## START

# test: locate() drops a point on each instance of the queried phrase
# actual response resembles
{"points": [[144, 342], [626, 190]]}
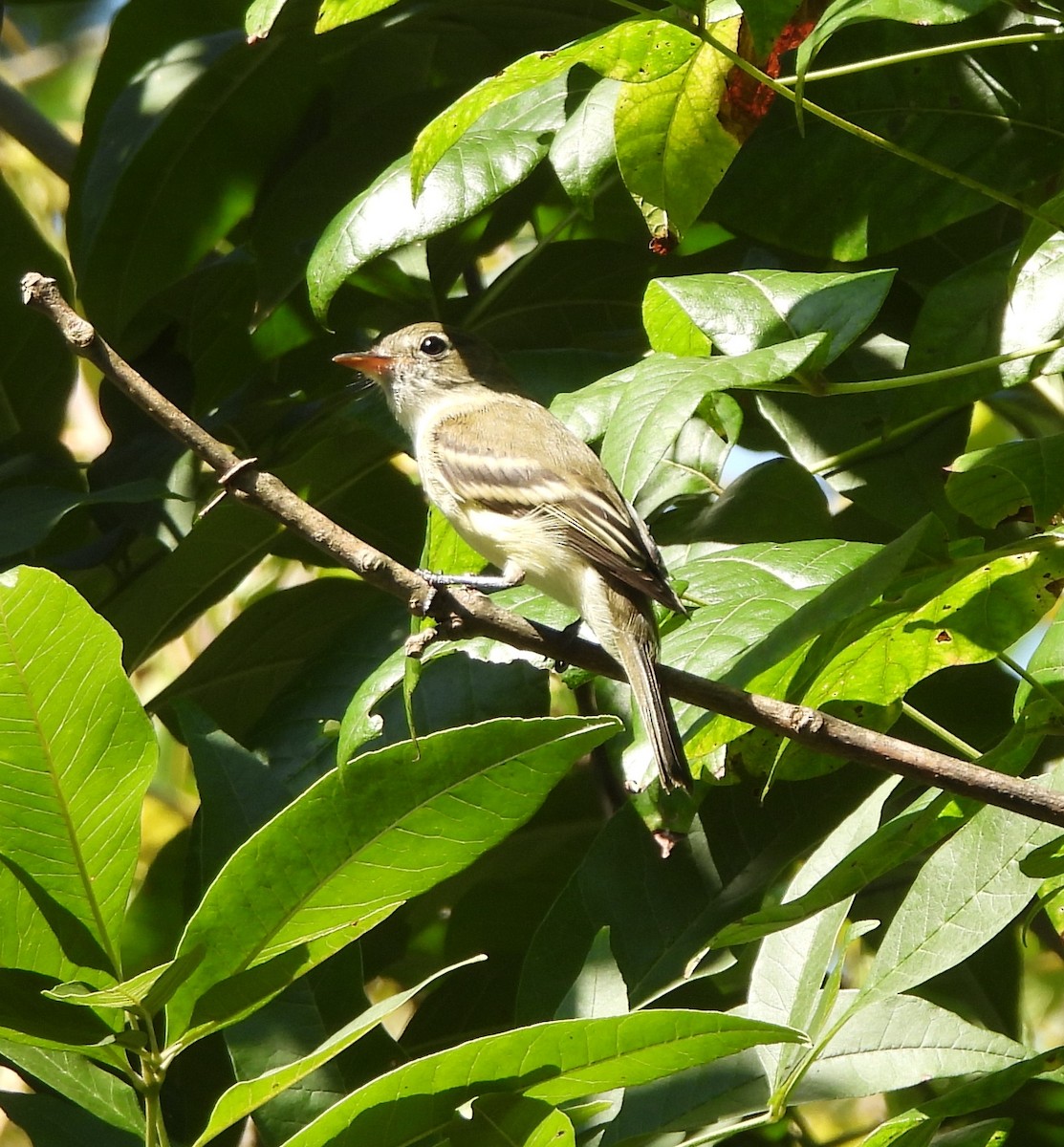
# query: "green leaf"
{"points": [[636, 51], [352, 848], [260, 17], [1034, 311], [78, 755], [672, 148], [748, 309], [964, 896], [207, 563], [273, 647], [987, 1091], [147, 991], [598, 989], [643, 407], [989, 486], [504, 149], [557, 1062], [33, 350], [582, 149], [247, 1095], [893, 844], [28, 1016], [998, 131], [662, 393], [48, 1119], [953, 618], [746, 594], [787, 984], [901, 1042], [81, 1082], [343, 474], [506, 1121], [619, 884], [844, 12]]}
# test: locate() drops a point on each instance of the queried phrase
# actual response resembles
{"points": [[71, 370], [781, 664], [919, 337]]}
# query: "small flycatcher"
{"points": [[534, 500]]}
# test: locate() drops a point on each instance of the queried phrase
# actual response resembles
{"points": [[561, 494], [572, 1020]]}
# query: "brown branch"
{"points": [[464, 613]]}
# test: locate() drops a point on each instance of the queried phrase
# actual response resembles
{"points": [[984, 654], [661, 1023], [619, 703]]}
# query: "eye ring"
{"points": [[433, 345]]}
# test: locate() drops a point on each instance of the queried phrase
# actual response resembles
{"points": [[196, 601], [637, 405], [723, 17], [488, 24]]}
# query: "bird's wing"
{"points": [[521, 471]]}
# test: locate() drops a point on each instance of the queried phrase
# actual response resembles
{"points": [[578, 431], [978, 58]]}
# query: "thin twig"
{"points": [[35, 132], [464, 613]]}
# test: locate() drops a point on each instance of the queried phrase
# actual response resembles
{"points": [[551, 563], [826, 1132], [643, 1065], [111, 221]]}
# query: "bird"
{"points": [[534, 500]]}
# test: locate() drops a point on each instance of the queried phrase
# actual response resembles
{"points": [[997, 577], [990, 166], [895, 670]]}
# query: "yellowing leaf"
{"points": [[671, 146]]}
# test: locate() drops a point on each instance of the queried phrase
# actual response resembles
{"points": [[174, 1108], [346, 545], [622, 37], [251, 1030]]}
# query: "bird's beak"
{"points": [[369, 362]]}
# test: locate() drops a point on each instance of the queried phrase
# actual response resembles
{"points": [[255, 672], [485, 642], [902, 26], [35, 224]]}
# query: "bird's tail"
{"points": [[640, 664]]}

## END

**Task details:** Without the pictures, output the full listing exactly as it stands.

**Exercise result:**
# test: locate() drops a point on each instance of the queried phrase
# actual response resembles
{"points": [[144, 342], [626, 190]]}
# query: "green leaf"
{"points": [[636, 51], [352, 848], [260, 17], [1034, 311], [78, 755], [672, 148], [748, 309], [964, 896], [207, 563], [273, 647], [987, 1091], [147, 991], [598, 989], [643, 407], [989, 486], [504, 149], [557, 1062], [33, 350], [582, 149], [247, 1095], [893, 844], [28, 1016], [998, 131], [662, 393], [48, 1119], [953, 618], [746, 594], [787, 984], [901, 1042], [81, 1082], [343, 474], [506, 1121], [619, 884], [844, 12]]}
# test: locate() drops a point on each instance of the queried phrase
# actual response resembles
{"points": [[71, 370], [781, 664], [919, 337]]}
# query: "small flycatcher"
{"points": [[534, 500]]}
# test: locate() drops a point on each instance of the queried phrase
# actual response resembles
{"points": [[561, 494], [572, 1020]]}
# query: "brown branch"
{"points": [[464, 613]]}
# test: locate() drops a point on each instance of the queried phrase
# actual response resembles
{"points": [[984, 654], [661, 1023], [619, 703]]}
# query: "eye ring"
{"points": [[433, 345]]}
# test: locate() drops a point on each instance of the queried phrase
# actual response resembles
{"points": [[196, 601], [637, 405], [723, 17], [488, 24]]}
# query: "bird's wing"
{"points": [[521, 471]]}
# test: locate() drops a point on each instance of the queried phrase
# actual response resembles
{"points": [[578, 431], [978, 58]]}
# query: "thin twig"
{"points": [[35, 132], [464, 613]]}
# test: locate() drops a point on each instance of the queried phrase
# actual response resembles
{"points": [[551, 563], [826, 1132], [643, 1065], [111, 221]]}
# query: "bird"
{"points": [[534, 500]]}
# test: locate() drops a point on each instance of the queried phrase
# actual response resembles
{"points": [[997, 577], [990, 166], [895, 670]]}
# query: "yellowing leaf"
{"points": [[671, 146]]}
# test: locate() drops a point on each instance of the queried phrase
# actual response resembles
{"points": [[174, 1108], [346, 545], [622, 37], [251, 1030]]}
# query: "bird's beak"
{"points": [[369, 362]]}
# test: locate() drops a point on each instance of the queried phrase
# actual response resembles
{"points": [[255, 672], [485, 642], [902, 26], [35, 224]]}
# query: "bird's tail"
{"points": [[640, 664]]}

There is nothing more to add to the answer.